◆ What you will do ◆
Exactly those lines that run from the one containing "Query: twig" through the last line of the entries below should be printed, and no others.

[[ Entries provided, beginning ]]

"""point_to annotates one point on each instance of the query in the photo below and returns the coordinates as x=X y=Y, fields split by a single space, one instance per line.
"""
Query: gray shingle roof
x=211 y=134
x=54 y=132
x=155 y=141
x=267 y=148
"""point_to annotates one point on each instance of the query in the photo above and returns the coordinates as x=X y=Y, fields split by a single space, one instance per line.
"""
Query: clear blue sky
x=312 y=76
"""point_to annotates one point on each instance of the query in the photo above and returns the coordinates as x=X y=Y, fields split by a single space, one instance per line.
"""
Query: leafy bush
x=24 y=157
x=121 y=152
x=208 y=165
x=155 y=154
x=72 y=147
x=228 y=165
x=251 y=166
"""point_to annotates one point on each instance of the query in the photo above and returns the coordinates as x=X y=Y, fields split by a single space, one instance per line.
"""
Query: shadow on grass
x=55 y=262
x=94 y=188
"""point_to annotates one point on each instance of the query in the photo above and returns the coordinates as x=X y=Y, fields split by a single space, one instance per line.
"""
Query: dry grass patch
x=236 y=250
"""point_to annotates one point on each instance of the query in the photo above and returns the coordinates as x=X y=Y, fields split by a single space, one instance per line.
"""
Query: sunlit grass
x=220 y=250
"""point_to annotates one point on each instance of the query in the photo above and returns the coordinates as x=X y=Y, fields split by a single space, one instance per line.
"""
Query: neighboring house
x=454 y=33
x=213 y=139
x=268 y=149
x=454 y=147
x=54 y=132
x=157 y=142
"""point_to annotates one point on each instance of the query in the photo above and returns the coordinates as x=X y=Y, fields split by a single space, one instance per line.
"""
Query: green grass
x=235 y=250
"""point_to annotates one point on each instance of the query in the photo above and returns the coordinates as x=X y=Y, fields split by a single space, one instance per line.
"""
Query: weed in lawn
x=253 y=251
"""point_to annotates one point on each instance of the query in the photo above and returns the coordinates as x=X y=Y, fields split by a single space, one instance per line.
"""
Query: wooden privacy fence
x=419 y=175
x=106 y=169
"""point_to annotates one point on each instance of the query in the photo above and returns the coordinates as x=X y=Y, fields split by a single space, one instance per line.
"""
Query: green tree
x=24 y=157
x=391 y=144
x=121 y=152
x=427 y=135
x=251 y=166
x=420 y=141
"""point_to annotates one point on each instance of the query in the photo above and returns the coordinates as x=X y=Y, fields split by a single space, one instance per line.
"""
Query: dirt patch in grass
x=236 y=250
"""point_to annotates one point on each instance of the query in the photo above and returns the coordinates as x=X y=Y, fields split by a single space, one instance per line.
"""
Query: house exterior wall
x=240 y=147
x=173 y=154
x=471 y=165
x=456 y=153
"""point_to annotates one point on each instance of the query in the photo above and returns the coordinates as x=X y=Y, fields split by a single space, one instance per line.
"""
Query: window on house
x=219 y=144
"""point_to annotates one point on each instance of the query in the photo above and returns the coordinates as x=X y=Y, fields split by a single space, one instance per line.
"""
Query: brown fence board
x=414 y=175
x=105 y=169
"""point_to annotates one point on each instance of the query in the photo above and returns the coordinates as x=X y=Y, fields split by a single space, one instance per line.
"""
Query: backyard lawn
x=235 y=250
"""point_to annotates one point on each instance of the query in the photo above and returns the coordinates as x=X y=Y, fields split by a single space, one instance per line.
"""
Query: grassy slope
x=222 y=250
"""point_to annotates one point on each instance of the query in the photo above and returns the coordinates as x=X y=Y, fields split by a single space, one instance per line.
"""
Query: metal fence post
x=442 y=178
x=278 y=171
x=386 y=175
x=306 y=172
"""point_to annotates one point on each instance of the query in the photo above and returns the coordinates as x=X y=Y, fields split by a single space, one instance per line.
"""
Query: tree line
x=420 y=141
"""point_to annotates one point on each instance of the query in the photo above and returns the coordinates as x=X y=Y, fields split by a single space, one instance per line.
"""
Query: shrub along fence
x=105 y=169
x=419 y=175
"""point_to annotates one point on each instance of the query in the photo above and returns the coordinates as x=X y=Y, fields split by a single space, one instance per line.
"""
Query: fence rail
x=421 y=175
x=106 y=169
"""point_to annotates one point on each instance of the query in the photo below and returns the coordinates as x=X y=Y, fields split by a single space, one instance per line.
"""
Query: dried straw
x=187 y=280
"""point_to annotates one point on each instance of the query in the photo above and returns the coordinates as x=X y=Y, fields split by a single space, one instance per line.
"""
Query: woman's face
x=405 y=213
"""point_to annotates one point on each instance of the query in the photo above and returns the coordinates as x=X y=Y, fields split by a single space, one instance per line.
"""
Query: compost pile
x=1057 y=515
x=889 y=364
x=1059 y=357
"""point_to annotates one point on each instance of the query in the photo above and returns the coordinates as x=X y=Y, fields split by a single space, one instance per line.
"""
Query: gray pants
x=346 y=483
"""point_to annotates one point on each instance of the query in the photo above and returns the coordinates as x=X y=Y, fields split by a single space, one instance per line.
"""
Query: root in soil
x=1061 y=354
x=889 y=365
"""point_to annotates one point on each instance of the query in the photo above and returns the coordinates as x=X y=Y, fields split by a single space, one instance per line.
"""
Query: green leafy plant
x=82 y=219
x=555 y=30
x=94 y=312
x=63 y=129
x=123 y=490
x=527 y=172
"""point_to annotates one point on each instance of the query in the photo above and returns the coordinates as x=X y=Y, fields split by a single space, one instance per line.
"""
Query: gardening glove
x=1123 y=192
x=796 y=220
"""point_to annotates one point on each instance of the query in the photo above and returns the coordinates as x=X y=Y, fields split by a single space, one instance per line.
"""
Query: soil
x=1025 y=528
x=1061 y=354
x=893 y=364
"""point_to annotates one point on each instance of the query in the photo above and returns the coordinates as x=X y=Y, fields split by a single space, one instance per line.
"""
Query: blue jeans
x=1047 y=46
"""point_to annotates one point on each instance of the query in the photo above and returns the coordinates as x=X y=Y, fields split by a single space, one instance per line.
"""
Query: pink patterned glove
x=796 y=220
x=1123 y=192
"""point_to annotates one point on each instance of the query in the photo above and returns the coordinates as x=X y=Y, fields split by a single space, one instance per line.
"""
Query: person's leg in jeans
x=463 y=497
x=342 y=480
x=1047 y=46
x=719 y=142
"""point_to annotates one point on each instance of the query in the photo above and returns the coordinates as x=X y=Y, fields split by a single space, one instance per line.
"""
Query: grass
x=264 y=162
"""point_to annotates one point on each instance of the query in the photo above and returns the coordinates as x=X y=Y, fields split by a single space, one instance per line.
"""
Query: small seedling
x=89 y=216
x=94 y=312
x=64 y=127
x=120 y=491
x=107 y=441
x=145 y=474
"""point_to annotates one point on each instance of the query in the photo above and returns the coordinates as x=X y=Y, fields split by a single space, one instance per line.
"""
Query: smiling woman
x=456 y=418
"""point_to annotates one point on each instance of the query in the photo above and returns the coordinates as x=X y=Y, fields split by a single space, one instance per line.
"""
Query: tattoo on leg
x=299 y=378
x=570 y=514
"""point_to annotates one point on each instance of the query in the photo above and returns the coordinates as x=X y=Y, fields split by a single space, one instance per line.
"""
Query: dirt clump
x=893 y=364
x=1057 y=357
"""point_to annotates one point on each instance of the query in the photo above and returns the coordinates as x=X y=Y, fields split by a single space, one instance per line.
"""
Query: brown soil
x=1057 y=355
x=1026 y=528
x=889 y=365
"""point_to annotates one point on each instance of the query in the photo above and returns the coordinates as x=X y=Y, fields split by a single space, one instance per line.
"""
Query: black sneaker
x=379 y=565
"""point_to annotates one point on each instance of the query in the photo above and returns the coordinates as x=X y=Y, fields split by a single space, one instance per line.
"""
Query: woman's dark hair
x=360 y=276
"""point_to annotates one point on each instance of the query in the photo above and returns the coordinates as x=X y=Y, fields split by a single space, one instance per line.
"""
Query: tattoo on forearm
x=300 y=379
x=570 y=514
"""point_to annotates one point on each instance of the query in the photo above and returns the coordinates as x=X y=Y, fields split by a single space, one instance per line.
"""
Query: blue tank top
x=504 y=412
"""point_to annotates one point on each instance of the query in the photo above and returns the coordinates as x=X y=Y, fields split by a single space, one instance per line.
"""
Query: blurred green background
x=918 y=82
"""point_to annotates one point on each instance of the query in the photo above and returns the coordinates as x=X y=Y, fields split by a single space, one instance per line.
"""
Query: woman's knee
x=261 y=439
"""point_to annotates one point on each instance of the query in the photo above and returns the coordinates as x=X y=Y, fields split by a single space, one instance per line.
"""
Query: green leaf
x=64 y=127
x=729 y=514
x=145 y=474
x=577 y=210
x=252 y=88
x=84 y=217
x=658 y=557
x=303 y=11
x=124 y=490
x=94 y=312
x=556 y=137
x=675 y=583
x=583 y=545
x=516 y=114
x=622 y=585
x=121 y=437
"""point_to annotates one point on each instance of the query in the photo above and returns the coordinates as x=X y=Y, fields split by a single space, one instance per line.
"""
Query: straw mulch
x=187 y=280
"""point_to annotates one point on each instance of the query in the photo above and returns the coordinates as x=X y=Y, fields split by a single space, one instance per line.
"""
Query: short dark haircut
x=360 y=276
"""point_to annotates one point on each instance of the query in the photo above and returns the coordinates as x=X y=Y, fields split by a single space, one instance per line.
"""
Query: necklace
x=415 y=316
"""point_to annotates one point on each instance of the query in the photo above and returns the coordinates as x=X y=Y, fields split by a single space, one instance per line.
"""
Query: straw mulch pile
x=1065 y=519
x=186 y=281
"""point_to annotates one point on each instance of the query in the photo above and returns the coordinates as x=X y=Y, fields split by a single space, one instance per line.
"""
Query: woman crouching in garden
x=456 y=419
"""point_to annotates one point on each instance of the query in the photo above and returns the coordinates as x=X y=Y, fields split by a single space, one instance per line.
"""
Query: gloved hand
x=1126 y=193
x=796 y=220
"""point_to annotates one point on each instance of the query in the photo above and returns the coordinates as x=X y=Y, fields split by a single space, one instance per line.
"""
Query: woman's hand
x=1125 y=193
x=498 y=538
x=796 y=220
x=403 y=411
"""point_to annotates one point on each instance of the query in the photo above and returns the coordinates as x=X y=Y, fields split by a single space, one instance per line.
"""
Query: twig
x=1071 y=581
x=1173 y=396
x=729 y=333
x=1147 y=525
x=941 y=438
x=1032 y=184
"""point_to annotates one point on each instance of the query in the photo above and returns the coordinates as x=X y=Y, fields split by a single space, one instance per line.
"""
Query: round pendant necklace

[[ Entries provided, end ]]

◆ Response to the exercise ◆
Query: twig
x=1071 y=581
x=1173 y=396
x=729 y=333
x=1147 y=525
x=941 y=438
x=1032 y=184
"""point_to annotates one point on each instance of the query in the photo above and returns the coordinates as x=X y=Y, fields split by a single space, one instance per line.
"""
Query: round pendant necklace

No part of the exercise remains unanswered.